* Required work: Rewrite every line of the items below as a single numbered list, skipping any blank lines. Leave the pictures out of your answer.

Entries on finding named things
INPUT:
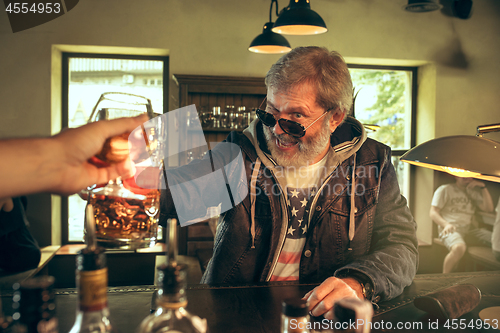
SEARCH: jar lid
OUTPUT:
[281,298,309,317]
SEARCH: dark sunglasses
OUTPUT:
[256,105,328,139]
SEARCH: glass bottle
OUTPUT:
[12,275,59,333]
[70,201,116,333]
[281,298,309,333]
[137,219,207,333]
[70,247,116,333]
[212,106,221,128]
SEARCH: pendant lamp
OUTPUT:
[272,0,328,35]
[400,124,500,183]
[403,0,443,13]
[248,0,292,54]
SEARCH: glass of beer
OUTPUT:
[86,92,160,249]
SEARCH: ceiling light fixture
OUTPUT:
[272,0,328,35]
[403,0,443,13]
[401,124,500,183]
[248,0,292,54]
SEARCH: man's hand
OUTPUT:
[0,198,14,212]
[50,115,148,194]
[304,277,363,320]
[0,115,148,198]
[441,223,457,236]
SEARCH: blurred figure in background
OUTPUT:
[430,177,493,273]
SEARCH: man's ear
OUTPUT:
[329,109,345,133]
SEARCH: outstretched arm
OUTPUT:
[0,116,148,199]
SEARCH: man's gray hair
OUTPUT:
[266,46,352,113]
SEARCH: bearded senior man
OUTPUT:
[162,47,418,319]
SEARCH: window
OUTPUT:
[61,53,168,244]
[349,65,417,200]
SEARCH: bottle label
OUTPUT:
[36,317,59,333]
[78,268,108,312]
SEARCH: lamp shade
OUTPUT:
[403,0,443,13]
[273,0,328,35]
[400,135,500,182]
[248,22,292,53]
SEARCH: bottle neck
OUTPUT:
[76,267,109,313]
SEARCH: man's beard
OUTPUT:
[263,120,331,168]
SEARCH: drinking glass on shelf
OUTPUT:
[83,92,160,249]
[212,106,222,128]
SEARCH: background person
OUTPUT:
[161,47,418,319]
[429,177,493,273]
[0,197,41,273]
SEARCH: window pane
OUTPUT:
[68,57,164,242]
[349,68,412,149]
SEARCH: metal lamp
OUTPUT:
[272,0,328,35]
[403,0,443,13]
[400,124,500,183]
[248,0,292,53]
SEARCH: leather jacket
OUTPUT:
[162,118,418,302]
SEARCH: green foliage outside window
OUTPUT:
[350,68,411,149]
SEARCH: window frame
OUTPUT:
[347,64,418,209]
[61,52,170,245]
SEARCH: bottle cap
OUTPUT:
[76,247,106,271]
[281,298,309,317]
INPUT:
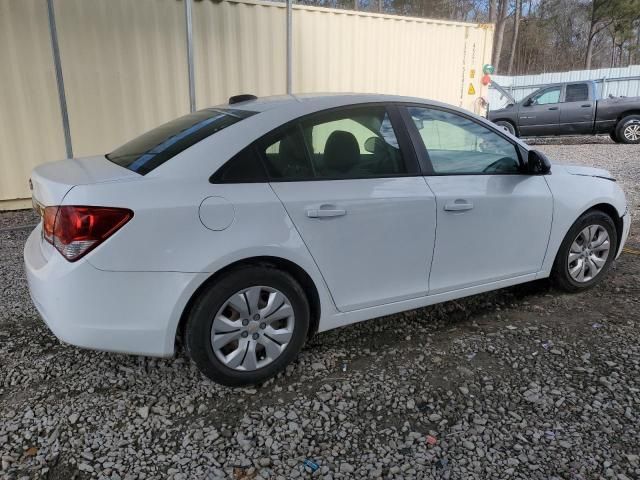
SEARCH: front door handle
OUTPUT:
[307,205,347,218]
[444,200,473,212]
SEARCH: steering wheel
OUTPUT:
[482,157,517,173]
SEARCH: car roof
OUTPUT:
[217,93,455,112]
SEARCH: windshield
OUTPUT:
[106,108,256,175]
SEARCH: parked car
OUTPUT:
[488,81,640,143]
[24,95,630,385]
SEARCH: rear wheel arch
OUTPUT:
[612,110,640,144]
[175,256,321,348]
[616,110,640,125]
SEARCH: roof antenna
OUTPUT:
[229,93,258,105]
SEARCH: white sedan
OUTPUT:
[24,95,630,385]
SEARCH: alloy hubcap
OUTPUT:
[211,286,295,371]
[624,123,640,142]
[567,225,611,283]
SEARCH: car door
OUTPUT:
[405,106,553,294]
[518,86,562,136]
[260,105,436,311]
[559,82,596,134]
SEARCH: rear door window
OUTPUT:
[564,83,589,102]
[261,105,409,181]
[531,87,562,105]
[107,108,256,175]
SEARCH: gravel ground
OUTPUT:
[0,139,640,480]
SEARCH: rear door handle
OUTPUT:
[444,200,473,212]
[307,205,347,218]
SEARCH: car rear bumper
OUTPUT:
[24,227,198,356]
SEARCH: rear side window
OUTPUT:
[107,108,256,175]
[564,83,589,102]
[210,145,268,183]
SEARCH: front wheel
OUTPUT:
[185,266,310,386]
[616,115,640,143]
[551,210,618,292]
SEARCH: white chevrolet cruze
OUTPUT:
[24,95,630,385]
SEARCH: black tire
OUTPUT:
[615,115,640,144]
[609,128,620,143]
[493,120,518,137]
[551,210,618,292]
[184,266,310,387]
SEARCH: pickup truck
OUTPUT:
[487,81,640,143]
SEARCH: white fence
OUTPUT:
[489,65,640,108]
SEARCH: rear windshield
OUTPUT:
[107,108,256,175]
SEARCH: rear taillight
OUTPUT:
[42,205,133,262]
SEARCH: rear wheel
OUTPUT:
[616,115,640,143]
[493,120,517,136]
[609,129,620,143]
[185,267,310,386]
[551,210,618,292]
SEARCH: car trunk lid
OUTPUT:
[31,155,140,206]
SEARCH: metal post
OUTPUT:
[47,0,73,158]
[184,0,196,112]
[287,0,293,95]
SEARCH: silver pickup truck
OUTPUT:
[488,81,640,143]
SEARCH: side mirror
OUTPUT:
[527,150,551,175]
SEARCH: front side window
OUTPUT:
[263,106,407,180]
[106,108,255,175]
[408,107,520,175]
[564,83,589,102]
[531,87,561,105]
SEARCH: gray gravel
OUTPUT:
[0,143,640,480]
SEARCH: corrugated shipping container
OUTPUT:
[0,0,493,208]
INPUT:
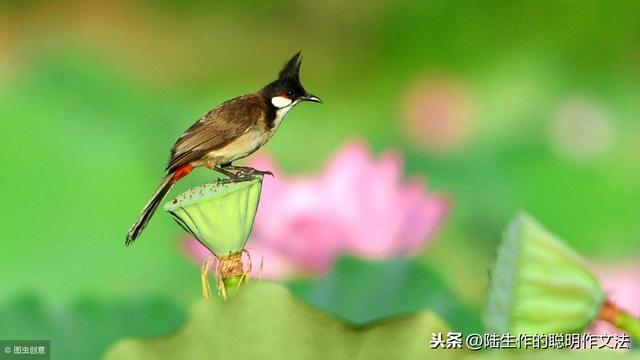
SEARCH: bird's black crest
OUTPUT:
[278,51,302,81]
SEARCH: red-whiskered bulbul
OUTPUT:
[125,52,322,245]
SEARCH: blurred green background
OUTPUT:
[0,0,640,358]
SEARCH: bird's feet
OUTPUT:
[227,166,273,177]
[215,165,273,180]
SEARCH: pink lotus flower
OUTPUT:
[180,141,449,278]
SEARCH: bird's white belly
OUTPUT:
[207,129,271,164]
[206,101,297,164]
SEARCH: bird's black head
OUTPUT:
[262,52,322,109]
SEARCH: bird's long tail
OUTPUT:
[125,165,192,246]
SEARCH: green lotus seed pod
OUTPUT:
[164,175,262,257]
[483,214,605,334]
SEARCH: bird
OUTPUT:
[125,51,322,246]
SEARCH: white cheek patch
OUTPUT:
[271,96,291,109]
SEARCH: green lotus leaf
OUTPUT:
[483,214,605,334]
[105,281,461,360]
[164,176,262,257]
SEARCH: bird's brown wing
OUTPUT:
[167,94,266,172]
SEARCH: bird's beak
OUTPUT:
[302,94,322,103]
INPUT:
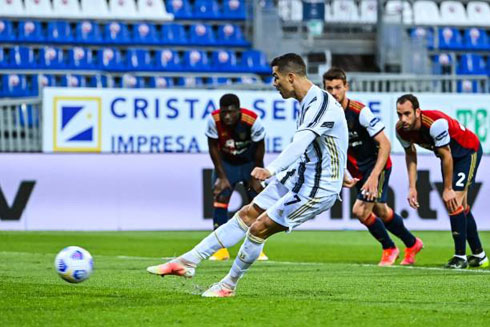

* The output:
1. INPUT:
2. SEARCH: jar lid
3. OUTPUT:
4. [281,298,309,317]
5. SEARCH: dark sunglasses
6. OUTPUT:
7. [256,105,328,139]
8. SEARCH: glass bottle
9. OUTPUT:
10. [12,275,59,333]
11. [70,201,116,333]
12. [281,298,309,333]
13. [137,219,207,333]
14. [70,247,116,333]
15. [212,106,221,128]
16. SEARCH: pendant lamp
17. OUTPUT:
18. [272,0,328,35]
19. [400,124,500,183]
20. [403,0,443,13]
21. [248,0,292,54]
22. SEARCH: glass of beer
23. OUTPUT:
24. [86,92,160,249]
25. SEARCH: ceiling light fixture
26. OUTPUT:
27. [272,0,328,35]
28. [403,0,443,13]
29. [401,124,500,183]
30. [248,0,292,54]
31. SEARCH: man's hand
32. OUTPUT:
33. [0,198,14,212]
34. [50,115,148,194]
35. [304,277,363,320]
36. [0,115,148,198]
37. [441,223,457,236]
38. SEARCH: blurred figure in background
39. OUTPUT:
40. [430,177,493,273]
41. SEARCH: man's ear
42. OUTPUT:
43. [329,109,345,133]
44. SEARCH: outstretched arm
45. OUTPUT:
46. [0,116,148,199]
47. SEARCH: man's gray hair
48. OUTPUT:
49. [266,46,352,113]
50. SEARCH: bearded senior man
51. OUTPUT:
52. [162,47,418,319]
53. SEARCH: window
54. OUTPUT:
55. [61,53,168,244]
56. [349,65,417,200]
57. SEARCH: bottle label
58. OUTPUT:
59. [36,317,59,333]
60. [78,268,108,312]
61. SEARCH: lamp shade
62. OUTPUT:
63. [403,0,443,13]
64. [273,0,328,35]
65. [400,135,500,182]
66. [248,22,292,53]
67. SEARCH: bottle neck
68. OUTPUT:
69. [76,267,109,313]
70. SEARCH: man's beard
71. OUTPUT:
72. [263,120,331,168]
73. SEARCH: drinking glass on shelf
74. OUTPUT:
75. [83,92,160,249]
76. [212,106,222,128]
77. SEARCH: background person
78. OUTPUT:
79. [161,47,418,319]
80. [429,177,493,273]
81. [0,197,41,273]
82. SEARCH: window pane
83. OUTPUT:
84. [68,57,164,242]
85. [349,68,412,149]
86. SEARCH: metal lamp
87. OUTPUT:
88. [272,0,328,35]
89. [403,0,443,13]
90. [400,124,500,183]
91. [248,0,292,53]
92. SEARCH: leather jacket
93. OUTPUT:
94. [162,118,418,302]
95. SEARCH: green foliage outside window
96. OUTPUT:
97. [350,68,411,149]
98. SEARCH: window frame
99. OUTPUT:
100. [347,64,418,209]
101. [61,52,170,245]
102. SEARCH: bottle cap
103. OUTPUT:
104. [76,247,106,271]
105. [281,298,309,317]
106. INPUT:
107. SEARCH: front door handle
108. OUTPUT:
109. [307,205,347,218]
110. [444,200,473,212]
111. SEARCH: steering wheel
112. OUTPUT:
113. [482,157,517,173]
114. SEARCH: car roof
115. OUTPUT:
116. [217,93,455,112]
117. SEARCH: windshield
118. OUTPUT:
119. [106,108,256,175]
120. SEARCH: parked car
121. OUTPUT:
122. [488,81,640,143]
123. [24,95,630,385]
124. SEARCH: rear wheel arch
125. OUTPUT:
126. [612,110,640,144]
127. [175,256,321,348]
128. [616,110,640,125]
129. SEARCH: roof antenna
130. OUTPUT:
131. [229,93,258,105]
132. SEARCH: white sedan
133. OUTPUT:
134. [24,95,630,385]
135. SEARCH: alloy hubcap
136. OUTPUT:
137. [211,286,295,371]
138. [624,123,640,142]
139. [567,225,611,283]
140. SEARCH: car door
141. OUTPUT:
142. [405,106,553,294]
143. [518,86,562,136]
144. [260,105,436,311]
145. [559,82,596,134]
146. SEARCH: rear door window
147. OUTPUT:
148. [564,83,589,102]
149. [261,105,409,181]
150. [531,87,562,105]
151. [107,108,256,175]
152. SEARCH: gravel ground
153. OUTPUT:
154. [0,139,640,480]
155. SEARCH: rear door handle
156. OUTPUT:
157. [444,200,473,212]
158. [307,205,347,218]
159. SEARCH: car rear bumper
160. OUTPUT:
161. [24,227,198,356]
162. SEARCH: rear side window
163. OUTPUT:
164. [107,108,256,175]
165. [564,83,589,102]
166. [210,145,268,183]
167. SEARCH: front wheel
168. OUTPUT:
169. [185,266,310,386]
170. [616,115,640,143]
171. [551,210,618,292]
172. SEARCH: white chevrolet cruze
173. OUTPUT:
174. [24,95,630,385]
175. SEARCH: black tire
176. OUTPUT:
177. [615,115,640,144]
178. [609,128,620,143]
179. [493,120,518,137]
180. [551,210,618,292]
181. [184,266,310,387]
182. SEARCH: pickup truck
183. OUTPUT:
184. [487,81,640,143]
185. SEARCH: white fence
186. OUTPUT:
187. [489,65,640,108]
188. SEARCH: rear windshield
189. OUTPUT:
190. [107,108,256,175]
191. SEARCH: rear taillight
192. OUTPUT:
193. [42,205,133,262]
194. SEARCH: rear wheel
195. OUTPUT:
196. [616,115,640,143]
197. [493,120,517,136]
198. [609,129,620,143]
199. [185,267,310,386]
200. [551,210,618,292]
201. SEARCH: car trunk lid
202. OUTPUT:
203. [31,155,140,206]
204. SEARCH: metal post
205. OUTPUT:
206. [47,0,73,158]
207. [184,0,196,112]
208. [287,0,293,95]
209. SEARCH: silver pickup truck
210. OUTPUT:
211. [488,81,640,143]
212. SEARCH: side mirror
213. OUTPUT:
214. [527,150,551,175]
215. SEARCH: front side window
216. OUTPUT:
217. [263,106,407,180]
218. [106,108,255,175]
219. [408,107,520,175]
220. [564,83,589,102]
221. [531,87,561,105]
222. SEARCH: gray gravel
223. OUTPUT:
224. [0,143,640,480]
225. SEARCH: corrugated shipping container
226. OUTPUT:
227. [0,0,493,208]
228. INPUT:
229. SEARCH: bird's black crest
230. OUTPUT:
231. [278,51,302,81]
232. SEARCH: red-whiskered bulbul
233. OUTPUT:
234. [125,52,322,245]
235. SEARCH: blurred green background
236. OUTPUT:
237. [0,0,640,358]
238. SEARCH: bird's feet
239. OUTPUT:
240. [227,166,273,177]
241. [215,165,273,180]
242. SEARCH: pink lotus flower
243. OUTPUT:
244. [180,141,449,278]
245. SEARCH: bird's white belly
246. OUTPUT:
247. [207,129,271,164]
248. [206,101,297,164]
249. SEARCH: bird's black head
250. OUTPUT:
251. [262,52,322,109]
252. SEARCH: bird's long tail
253. OUTPUT:
254. [125,165,192,246]
255. SEARCH: green lotus seed pod
256. OUTPUT:
257. [164,175,262,257]
258. [483,214,605,334]
259. SEARCH: bird
260. OUTPUT:
261. [125,51,322,246]
262. SEARCH: white cheek patch
263. OUTPUT:
264. [271,96,291,109]
265. SEARCH: green lotus leaf
266. OUTPUT:
267. [483,214,605,334]
268. [105,281,461,360]
269. [164,176,262,257]
270. SEARCH: bird's brown wing
271. OUTPUT:
272. [167,94,266,172]
273. SEARCH: bird's beak
274. OUTPUT:
275. [302,94,322,103]
276. INPUT:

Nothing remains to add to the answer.